> PROBLEM DESCRIPTION
Output the lines below as a JSON array of strings, with one string per line and blank lines omitted.

> WORKING DATA

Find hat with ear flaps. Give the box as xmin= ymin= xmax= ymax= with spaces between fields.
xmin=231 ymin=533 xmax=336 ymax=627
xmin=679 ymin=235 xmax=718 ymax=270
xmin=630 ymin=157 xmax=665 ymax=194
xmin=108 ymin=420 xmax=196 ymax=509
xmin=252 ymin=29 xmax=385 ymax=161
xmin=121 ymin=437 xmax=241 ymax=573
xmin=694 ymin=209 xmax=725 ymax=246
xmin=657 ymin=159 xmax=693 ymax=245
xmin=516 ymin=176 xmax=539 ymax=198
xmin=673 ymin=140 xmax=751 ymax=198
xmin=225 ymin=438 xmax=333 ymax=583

> IN RESPONSE
[
  "Find hat with ear flaps. Give the box as xmin= ymin= xmax= ymax= with spaces between fields.",
  "xmin=231 ymin=533 xmax=336 ymax=627",
  "xmin=679 ymin=235 xmax=718 ymax=270",
  "xmin=630 ymin=157 xmax=665 ymax=194",
  "xmin=108 ymin=420 xmax=196 ymax=509",
  "xmin=252 ymin=29 xmax=385 ymax=161",
  "xmin=121 ymin=437 xmax=241 ymax=573",
  "xmin=694 ymin=209 xmax=725 ymax=246",
  "xmin=657 ymin=159 xmax=693 ymax=245",
  "xmin=516 ymin=176 xmax=539 ymax=198",
  "xmin=673 ymin=140 xmax=751 ymax=198",
  "xmin=225 ymin=438 xmax=333 ymax=583"
]